» **Extrait du texte**

+++

La patronne tire sa révérence

Serena Williams dispute à l’US Open, qui débute aujourd’hui, le dernier tournoi d’une intimidante carrière


 Pierre Salinas

Pierre Salinas

29 août 2022 à 04:01

Temps de lecture : 1 min

Tennis » Quand, en juin dernier, près d’un an après son abandon sur blessure à Wimbledon, Serena Williams a retrouvé à Eastbourne les joies du circuit WTA, sa sœur Venus a posté sur les réseaux sociaux ce gazouillis riquiqui mais révélateur: «La patronne est de retour.» Moins de trois mois plus tard, après être venue, avoir vu mais si peu vaincu, cette même patronne s’apprête à tirer sa révérence, elle qui dispute à l’US Open, lequel commence aujourd’hui à New York, le dernier tournoi d’une carrière entamée en 1997. Déjà.

Programmée cette nuit face à la Monténégrine Danka Kovinic (WTA 80), l’ancienne No 1 mondiale, retombée au-delà de la 400e place, ne manquera pas d’électriser les foules, comme elle l’a toujours fait. Nul doute qu’elle brandira le poing aussi, en extériorisant des «come on» rageurs et ravageurs. N’est-elle pas la «guerrière ultime», jamais battue avant qu’elle ne tende délicatement la main à son adversaire pour une poignée toujours franche et sans rancune?

Ce jeudi-là

«Serena Williams a traversé les époques et contribué à démocratiser notre sport»
Timea Bacsinszky

Son âge – 41 ans le 26 septembre –, l’état de son épaule, l’état de ses genoux, l’état de ses poumons et son état civil – mariée, un enfant – ne lui permettent plus d’envisager une victoire en finale, et c’est avec 23 titres du grand chelem, pas un de plus, que l’Américaine tirera un trait sur plus de deux décennies au plus haut niveau. Avec 24 couronnes «majeures», Margaret Court, la reine des «sixties» et des «seventies», peut pousser un «ouf» de soulagement et dormir sur ses deux oreilles, mais personne n’est dupe. De John McEnroe à Chris Evert en passant par Timea Bacsinszky, les avis sont unanimes: record ou non, la plus grande joueuse de l’histoire n’est pas une octogénaire australienne qui a défrayé la chronique pour avoir tenu des propos racistes et homophobes.

+++

» **Lignes présentées**

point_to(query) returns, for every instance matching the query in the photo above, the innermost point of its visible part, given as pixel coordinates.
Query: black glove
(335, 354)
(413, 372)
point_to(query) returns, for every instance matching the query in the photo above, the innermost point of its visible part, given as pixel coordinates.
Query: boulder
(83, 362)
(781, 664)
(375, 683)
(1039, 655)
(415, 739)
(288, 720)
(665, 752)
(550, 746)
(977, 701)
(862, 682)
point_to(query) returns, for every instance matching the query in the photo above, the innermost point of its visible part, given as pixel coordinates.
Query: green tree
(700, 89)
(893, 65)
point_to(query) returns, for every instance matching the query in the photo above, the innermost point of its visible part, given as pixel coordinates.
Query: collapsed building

+++

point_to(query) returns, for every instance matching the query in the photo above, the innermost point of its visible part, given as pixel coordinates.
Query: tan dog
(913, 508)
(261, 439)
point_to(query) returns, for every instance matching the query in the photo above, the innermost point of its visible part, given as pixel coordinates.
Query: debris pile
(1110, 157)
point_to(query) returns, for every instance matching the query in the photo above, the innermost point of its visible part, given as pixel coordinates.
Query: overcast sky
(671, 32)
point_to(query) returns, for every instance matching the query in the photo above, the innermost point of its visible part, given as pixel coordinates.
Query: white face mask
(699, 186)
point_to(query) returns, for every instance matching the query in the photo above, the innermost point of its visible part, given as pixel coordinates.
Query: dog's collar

+++

» **Consigne écrite 1**
Extrayez de l'article sur Serena Williams le passage qui commence par "Son âge – 41" et se poursuit jusqu'à "racistes et homophobes.".
» **Consigne écrite 2**
Résumez plus brièvement le paragraphe de l'article sur Serena Williams qui commence par «Programmée cette nuit», en conservant ses faits principaux.

» **Réponse attendue 1**
Son âge – 41 ans le 26 septembre –, l’état de son épaule, l’état de ses genoux, l’état de ses poumons et son état civil – mariée, un enfant – ne lui permettent plus d’envisager une victoire en finale, et c’est avec 23 titres du grand chelem, pas un de plus, que l’Américaine tirera un trait sur plus de deux décennies au plus haut niveau. Avec 24 couronnes «majeures», Margaret Court, la reine des «sixties» et des «seventies», peut pousser un «ouf» de soulagement et dormir sur ses deux oreilles, mais personne n’est dupe. De John McEnroe à Chris Evert en passant par Timea Bacsinszky, les avis sont unanimes: record ou non, la plus grande joueuse de l’histoire n’est pas une octogénaire australienne qui a défrayé la chronique pour avoir tenu des propos racistes et homophobes.

» **Réponse attendue 2**
Programmée cette nuit contre la Monténégrine Danka Kovinic (WTA 80), l'ancienne No 1 mondiale, aujourd'hui au-delà de la 400e place, devrait électriser le public comme toujours, poing levé et lançant des «come on» rageurs. On la présente comme la «guerrière ultime», jamais battue avant de serrer la main de son adversaire, franchement et sans rancune.